TASK: Please extract and repeat the following rows verbatim, starting with the line containing "Task: where can the gloved" and continuing through the line containing "x=530, y=345", both included.

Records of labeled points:
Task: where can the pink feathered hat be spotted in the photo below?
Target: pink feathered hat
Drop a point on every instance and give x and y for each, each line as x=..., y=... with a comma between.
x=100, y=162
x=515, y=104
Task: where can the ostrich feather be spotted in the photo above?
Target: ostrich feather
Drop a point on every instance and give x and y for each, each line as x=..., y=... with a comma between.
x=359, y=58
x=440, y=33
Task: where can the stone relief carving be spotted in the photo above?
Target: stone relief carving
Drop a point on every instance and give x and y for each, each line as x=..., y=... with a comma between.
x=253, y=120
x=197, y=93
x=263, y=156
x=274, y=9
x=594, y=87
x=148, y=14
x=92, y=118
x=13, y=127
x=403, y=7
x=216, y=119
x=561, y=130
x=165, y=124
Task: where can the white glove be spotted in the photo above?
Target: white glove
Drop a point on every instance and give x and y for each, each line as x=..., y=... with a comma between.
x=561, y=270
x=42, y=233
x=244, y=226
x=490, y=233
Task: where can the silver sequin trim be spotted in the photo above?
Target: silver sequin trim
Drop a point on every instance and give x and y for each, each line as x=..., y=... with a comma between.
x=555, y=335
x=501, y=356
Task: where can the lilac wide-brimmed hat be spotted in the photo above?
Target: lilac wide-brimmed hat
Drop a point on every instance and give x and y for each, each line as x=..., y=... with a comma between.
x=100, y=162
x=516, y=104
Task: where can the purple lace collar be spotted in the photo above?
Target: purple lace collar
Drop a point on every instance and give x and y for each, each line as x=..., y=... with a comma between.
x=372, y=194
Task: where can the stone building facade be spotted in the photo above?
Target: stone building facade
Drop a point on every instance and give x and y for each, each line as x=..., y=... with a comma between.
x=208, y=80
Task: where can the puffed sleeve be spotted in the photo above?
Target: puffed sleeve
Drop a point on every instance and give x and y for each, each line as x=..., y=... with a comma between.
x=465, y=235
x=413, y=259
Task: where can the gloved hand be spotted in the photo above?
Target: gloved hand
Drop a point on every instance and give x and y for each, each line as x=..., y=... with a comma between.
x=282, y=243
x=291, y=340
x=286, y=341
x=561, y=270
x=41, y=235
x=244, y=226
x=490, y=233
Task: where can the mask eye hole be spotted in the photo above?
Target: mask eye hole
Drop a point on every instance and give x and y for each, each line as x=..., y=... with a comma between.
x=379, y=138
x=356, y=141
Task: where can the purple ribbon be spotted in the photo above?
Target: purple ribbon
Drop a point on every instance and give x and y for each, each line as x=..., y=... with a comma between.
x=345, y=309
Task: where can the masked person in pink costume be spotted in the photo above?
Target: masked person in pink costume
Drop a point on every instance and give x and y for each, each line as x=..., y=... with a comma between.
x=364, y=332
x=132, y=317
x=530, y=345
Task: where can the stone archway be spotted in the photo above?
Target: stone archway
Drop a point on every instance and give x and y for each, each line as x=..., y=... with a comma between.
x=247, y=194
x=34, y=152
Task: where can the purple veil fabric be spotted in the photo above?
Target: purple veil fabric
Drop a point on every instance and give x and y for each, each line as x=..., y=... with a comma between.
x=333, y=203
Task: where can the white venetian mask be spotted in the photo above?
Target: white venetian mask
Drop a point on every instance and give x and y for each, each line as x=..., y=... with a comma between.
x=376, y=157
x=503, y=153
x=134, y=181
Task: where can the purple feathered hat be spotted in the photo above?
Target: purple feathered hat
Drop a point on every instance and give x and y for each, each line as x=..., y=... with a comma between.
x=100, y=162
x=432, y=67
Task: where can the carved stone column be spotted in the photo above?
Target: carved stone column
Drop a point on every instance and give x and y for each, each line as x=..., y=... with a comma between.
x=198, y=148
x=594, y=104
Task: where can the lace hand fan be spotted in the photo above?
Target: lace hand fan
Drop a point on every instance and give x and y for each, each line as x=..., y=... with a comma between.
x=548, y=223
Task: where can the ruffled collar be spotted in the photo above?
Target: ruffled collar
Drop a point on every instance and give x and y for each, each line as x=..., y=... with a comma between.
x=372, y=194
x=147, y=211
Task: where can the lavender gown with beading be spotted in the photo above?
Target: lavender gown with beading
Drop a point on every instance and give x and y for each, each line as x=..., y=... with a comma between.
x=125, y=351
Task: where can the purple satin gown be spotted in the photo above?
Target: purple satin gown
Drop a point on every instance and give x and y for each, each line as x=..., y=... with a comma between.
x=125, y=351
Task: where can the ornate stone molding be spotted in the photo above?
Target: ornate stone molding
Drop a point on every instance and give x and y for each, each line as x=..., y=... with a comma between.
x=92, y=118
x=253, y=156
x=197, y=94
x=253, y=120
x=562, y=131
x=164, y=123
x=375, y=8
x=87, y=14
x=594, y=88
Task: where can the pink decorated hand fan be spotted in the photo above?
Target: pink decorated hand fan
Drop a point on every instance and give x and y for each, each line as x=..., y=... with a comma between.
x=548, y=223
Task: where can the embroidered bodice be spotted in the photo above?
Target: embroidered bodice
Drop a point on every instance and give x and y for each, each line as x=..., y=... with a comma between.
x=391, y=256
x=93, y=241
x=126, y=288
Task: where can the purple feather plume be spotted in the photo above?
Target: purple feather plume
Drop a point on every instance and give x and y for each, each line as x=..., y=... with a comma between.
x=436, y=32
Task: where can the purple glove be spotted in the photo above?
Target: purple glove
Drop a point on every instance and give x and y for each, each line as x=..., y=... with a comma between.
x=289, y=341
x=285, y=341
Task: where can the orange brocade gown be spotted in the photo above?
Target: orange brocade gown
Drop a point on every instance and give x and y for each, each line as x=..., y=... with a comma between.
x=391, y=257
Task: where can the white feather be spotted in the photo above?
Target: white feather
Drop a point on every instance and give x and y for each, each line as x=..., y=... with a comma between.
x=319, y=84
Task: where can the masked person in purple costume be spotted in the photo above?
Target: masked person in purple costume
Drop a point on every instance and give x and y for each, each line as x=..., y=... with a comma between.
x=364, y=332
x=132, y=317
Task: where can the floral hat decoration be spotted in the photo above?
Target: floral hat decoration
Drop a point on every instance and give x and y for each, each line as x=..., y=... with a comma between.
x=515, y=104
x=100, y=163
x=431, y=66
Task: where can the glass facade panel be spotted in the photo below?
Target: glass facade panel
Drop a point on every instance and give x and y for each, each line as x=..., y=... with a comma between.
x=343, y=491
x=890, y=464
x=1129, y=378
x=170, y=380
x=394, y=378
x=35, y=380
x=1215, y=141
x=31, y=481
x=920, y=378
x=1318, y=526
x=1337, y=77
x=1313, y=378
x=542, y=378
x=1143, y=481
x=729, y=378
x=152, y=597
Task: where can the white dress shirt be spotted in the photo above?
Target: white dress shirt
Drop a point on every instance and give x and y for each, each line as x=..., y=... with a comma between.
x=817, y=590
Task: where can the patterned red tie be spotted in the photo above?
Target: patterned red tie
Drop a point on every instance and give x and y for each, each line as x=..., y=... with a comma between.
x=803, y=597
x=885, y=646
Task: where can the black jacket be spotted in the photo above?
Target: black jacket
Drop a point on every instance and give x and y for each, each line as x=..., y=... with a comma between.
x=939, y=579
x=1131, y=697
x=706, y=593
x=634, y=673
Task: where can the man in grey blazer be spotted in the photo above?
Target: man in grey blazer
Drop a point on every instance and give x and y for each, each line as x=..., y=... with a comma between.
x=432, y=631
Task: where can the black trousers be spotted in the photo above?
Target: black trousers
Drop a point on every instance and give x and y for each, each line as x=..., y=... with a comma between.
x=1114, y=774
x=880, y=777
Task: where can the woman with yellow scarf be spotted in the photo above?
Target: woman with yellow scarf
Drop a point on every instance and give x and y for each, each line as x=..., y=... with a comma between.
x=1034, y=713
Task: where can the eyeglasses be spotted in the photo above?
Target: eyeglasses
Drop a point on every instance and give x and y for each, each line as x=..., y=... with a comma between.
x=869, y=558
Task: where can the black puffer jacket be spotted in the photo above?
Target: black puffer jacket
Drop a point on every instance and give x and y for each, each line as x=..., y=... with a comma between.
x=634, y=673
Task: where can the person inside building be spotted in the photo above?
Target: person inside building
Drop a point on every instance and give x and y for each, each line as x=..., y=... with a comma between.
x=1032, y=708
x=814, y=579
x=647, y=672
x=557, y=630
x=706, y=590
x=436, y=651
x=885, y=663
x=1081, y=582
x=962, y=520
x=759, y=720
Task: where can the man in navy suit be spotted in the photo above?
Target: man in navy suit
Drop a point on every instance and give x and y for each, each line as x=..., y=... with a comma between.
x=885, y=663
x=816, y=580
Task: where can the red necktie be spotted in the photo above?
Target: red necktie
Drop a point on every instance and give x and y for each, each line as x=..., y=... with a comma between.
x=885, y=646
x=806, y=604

SOLUTION TO THE PROBLEM:
Task: where can the gloved hand be spotted in the photo above?
Target: gloved hand
Drop a point on every instance and give x and y for each, each line as x=..., y=... with a comma between.
x=282, y=243
x=291, y=340
x=286, y=341
x=561, y=270
x=41, y=235
x=244, y=226
x=490, y=233
Task: where can the mask eye hole be spotted in the photo above?
Target: mask eye hole
Drop a point on every instance and give x and y for each, each line as x=..., y=... with a comma between.
x=379, y=138
x=356, y=141
Task: where can the purple ribbon be spotted in the photo above?
Target: purple ribbon
Drop a point on every instance and give x and y for each, each line as x=..., y=... with a comma between.
x=345, y=309
Task: where can the masked person in pink costume be spotted in the photo above?
Target: masked person in pink costume
Drop a point on every instance and give x and y for each, each line as x=..., y=... with a comma between.
x=364, y=332
x=132, y=317
x=530, y=345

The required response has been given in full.